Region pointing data

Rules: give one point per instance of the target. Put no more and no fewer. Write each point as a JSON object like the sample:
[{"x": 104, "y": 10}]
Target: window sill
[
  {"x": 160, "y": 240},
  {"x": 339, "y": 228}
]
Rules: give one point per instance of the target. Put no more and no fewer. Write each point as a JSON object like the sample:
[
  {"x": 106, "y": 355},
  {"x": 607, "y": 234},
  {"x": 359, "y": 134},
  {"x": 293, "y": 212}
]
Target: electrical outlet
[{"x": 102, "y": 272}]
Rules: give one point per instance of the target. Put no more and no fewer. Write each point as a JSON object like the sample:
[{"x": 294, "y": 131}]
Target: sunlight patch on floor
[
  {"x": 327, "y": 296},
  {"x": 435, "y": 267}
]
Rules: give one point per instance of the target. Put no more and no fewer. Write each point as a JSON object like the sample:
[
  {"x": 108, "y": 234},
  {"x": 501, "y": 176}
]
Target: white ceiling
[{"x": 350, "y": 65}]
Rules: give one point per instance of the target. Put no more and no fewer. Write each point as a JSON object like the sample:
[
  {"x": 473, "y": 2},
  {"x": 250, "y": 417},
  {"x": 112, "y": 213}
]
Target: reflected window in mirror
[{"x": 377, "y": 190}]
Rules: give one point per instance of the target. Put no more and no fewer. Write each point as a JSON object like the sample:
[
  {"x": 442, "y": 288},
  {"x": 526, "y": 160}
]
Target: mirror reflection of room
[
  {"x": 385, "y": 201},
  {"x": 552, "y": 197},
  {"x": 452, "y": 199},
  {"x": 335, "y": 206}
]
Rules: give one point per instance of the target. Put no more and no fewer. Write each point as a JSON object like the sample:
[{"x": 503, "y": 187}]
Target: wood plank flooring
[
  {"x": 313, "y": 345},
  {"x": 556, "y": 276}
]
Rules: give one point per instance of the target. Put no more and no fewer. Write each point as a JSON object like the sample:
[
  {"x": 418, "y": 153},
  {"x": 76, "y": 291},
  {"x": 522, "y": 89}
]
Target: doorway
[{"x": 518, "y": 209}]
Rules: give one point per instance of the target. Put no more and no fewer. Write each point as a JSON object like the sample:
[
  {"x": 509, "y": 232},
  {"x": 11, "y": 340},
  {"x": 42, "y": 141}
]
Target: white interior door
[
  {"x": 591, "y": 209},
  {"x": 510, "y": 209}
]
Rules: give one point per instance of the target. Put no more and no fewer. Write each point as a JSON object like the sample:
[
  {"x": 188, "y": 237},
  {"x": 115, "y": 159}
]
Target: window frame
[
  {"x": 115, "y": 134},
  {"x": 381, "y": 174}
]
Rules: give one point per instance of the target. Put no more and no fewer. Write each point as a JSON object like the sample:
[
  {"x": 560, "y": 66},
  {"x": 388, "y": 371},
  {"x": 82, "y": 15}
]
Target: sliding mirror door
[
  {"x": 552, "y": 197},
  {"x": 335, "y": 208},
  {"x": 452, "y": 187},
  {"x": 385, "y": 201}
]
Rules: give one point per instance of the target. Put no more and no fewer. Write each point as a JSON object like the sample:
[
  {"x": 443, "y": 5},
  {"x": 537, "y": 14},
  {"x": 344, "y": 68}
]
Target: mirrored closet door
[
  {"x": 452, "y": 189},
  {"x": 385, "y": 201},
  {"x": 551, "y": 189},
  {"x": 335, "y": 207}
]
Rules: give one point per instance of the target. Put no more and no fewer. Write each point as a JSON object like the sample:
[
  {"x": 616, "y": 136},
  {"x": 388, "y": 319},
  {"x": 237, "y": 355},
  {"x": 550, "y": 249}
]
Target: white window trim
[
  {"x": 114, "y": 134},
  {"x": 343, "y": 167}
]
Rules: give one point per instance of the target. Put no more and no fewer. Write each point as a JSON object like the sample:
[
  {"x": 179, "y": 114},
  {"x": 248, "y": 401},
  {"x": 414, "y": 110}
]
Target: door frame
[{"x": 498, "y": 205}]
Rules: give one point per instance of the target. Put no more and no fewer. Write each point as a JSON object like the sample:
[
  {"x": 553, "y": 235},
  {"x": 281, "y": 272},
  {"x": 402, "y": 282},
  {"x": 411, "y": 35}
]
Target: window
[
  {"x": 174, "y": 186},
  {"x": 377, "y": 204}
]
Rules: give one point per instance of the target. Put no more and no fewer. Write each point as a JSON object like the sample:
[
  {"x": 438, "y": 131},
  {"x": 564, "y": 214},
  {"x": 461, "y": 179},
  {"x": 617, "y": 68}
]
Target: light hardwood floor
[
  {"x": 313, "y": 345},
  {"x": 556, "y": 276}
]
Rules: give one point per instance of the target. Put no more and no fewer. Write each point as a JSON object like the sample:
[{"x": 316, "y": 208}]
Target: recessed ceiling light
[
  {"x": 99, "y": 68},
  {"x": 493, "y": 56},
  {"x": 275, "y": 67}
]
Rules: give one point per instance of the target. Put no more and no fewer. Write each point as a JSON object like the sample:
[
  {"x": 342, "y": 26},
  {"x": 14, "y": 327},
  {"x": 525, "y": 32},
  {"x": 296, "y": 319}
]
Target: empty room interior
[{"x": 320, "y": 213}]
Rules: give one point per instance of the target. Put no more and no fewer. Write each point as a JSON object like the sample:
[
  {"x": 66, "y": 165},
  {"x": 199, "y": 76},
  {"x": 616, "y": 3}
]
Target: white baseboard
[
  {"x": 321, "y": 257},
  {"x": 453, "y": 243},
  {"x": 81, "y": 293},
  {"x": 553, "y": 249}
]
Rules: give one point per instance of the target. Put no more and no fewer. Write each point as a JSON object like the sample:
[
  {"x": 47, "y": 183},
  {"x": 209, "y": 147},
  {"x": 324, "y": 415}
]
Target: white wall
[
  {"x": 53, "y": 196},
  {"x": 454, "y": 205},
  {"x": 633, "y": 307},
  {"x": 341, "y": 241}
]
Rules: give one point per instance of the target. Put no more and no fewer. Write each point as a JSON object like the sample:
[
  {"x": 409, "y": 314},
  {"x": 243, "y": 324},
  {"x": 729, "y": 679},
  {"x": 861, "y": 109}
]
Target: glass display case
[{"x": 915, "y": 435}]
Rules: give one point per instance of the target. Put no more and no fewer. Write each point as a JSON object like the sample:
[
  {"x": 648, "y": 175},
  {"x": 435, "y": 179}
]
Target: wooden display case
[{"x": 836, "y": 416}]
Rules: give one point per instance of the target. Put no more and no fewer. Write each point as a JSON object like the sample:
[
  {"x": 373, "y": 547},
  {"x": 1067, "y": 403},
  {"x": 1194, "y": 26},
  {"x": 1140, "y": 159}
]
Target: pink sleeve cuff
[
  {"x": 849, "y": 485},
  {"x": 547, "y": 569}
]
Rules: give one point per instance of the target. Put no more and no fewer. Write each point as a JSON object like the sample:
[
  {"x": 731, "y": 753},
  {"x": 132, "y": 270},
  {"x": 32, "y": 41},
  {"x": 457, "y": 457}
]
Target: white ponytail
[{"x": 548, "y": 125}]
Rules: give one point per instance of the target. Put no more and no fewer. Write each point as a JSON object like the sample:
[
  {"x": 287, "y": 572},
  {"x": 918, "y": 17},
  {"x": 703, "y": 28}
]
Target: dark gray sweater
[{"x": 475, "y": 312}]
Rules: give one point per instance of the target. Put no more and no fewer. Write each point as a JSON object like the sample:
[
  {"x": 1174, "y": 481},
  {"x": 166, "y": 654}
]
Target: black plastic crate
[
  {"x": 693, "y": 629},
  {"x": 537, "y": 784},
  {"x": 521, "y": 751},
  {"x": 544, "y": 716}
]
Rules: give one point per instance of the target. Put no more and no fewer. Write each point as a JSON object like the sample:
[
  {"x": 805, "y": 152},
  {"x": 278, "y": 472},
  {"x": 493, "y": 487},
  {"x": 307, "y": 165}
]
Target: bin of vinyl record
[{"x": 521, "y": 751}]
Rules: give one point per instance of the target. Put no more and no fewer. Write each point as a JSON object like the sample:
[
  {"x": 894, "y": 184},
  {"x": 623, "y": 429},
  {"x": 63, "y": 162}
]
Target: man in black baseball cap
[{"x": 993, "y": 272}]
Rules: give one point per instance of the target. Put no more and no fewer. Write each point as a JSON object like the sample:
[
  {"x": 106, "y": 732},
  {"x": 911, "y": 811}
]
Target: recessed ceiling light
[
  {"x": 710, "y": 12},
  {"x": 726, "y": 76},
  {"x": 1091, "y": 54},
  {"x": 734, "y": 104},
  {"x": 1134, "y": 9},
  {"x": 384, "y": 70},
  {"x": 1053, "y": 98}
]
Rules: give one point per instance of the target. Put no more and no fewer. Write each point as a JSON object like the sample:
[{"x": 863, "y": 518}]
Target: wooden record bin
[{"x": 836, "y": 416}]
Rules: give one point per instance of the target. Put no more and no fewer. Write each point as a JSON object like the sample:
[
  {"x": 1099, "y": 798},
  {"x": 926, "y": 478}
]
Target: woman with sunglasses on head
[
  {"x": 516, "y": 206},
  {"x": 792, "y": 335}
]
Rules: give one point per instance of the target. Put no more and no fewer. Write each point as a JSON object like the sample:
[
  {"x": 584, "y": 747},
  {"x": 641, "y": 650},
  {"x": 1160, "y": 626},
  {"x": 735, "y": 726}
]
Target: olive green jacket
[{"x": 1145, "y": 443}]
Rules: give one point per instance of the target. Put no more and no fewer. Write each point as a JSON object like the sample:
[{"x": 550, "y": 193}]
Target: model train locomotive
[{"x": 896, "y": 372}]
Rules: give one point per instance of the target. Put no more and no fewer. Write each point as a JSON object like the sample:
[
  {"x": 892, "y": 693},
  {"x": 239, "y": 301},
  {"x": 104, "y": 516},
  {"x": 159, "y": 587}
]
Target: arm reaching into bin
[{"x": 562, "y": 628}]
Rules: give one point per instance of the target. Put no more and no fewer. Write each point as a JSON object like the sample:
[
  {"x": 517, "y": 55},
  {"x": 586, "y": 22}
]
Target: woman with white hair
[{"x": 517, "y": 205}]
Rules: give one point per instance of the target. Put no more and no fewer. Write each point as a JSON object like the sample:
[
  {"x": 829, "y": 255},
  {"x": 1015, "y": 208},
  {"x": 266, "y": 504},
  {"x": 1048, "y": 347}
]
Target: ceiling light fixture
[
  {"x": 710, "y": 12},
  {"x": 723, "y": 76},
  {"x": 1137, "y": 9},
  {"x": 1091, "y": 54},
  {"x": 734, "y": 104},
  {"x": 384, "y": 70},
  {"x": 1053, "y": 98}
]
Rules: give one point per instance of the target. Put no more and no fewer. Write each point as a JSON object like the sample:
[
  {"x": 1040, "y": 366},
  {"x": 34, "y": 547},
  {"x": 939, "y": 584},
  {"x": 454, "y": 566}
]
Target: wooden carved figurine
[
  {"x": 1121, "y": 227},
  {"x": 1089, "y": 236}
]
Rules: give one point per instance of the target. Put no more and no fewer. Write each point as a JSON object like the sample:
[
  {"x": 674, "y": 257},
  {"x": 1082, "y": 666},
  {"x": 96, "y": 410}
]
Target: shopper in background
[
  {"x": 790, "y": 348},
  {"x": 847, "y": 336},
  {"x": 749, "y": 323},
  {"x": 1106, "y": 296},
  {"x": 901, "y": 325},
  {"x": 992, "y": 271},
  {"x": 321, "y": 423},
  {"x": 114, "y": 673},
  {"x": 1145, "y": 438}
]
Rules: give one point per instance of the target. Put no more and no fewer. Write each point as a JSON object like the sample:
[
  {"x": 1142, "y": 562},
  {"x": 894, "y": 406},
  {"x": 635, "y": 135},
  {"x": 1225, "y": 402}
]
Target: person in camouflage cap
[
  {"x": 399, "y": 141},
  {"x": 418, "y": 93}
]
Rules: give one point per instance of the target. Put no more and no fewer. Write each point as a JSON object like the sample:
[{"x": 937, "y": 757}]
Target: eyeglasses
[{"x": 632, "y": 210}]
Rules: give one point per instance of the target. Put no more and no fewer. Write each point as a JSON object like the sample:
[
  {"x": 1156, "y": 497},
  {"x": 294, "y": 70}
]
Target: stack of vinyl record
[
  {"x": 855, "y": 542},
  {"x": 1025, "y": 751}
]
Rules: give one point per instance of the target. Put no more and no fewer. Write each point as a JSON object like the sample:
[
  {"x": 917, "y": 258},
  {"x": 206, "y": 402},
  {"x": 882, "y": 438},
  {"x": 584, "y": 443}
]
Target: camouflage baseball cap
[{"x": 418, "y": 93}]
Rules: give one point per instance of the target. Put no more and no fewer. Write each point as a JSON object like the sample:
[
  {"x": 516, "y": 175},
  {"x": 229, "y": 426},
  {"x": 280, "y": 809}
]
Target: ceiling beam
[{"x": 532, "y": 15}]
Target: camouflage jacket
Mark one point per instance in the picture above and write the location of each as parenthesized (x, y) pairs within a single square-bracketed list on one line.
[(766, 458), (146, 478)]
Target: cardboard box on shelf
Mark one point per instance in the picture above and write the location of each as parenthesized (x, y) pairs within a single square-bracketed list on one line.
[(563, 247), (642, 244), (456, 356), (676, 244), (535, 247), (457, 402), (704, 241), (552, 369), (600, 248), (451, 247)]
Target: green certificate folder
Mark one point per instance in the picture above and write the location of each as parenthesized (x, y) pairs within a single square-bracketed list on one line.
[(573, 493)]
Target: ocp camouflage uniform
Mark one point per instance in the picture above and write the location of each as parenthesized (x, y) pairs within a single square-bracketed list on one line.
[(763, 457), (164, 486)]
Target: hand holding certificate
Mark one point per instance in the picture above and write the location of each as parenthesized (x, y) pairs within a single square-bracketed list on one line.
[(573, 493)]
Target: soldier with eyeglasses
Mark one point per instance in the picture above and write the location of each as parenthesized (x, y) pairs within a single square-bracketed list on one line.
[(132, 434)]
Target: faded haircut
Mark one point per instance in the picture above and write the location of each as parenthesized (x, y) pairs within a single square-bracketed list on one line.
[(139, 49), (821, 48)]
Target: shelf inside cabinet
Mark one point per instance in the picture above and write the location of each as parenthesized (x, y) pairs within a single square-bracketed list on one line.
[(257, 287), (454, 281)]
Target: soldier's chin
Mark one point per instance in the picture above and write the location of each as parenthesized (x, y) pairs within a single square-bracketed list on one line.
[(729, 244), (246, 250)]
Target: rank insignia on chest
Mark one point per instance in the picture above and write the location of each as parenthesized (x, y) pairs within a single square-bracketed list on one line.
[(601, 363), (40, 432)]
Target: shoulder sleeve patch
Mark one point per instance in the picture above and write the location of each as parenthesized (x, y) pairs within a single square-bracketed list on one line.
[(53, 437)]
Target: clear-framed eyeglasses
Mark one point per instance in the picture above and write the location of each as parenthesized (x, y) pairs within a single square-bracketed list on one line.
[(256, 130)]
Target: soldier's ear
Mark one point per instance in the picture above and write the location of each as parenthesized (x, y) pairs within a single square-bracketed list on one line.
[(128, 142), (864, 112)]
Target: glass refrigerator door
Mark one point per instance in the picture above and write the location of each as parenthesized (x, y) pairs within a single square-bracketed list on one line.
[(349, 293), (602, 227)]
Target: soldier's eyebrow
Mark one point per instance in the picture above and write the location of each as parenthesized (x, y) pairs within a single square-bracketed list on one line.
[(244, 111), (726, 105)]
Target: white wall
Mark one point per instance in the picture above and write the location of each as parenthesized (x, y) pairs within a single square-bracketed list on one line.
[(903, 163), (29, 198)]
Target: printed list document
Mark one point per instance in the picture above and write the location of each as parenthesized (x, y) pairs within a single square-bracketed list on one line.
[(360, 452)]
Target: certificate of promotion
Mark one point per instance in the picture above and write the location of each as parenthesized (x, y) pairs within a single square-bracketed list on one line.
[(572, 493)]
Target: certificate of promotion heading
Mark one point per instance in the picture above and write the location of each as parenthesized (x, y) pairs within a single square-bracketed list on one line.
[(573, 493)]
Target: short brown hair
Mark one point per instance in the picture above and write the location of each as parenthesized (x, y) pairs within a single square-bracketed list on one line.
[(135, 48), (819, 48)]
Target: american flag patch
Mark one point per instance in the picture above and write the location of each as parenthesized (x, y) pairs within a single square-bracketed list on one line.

*Instructions to follow:* Out of the records above, pull each line containing the word "soldier".

*Written solution:*
Target: soldier with eyeglasses
Target: soldier's chin
Target: soldier's ear
Target: soldier's eyebrow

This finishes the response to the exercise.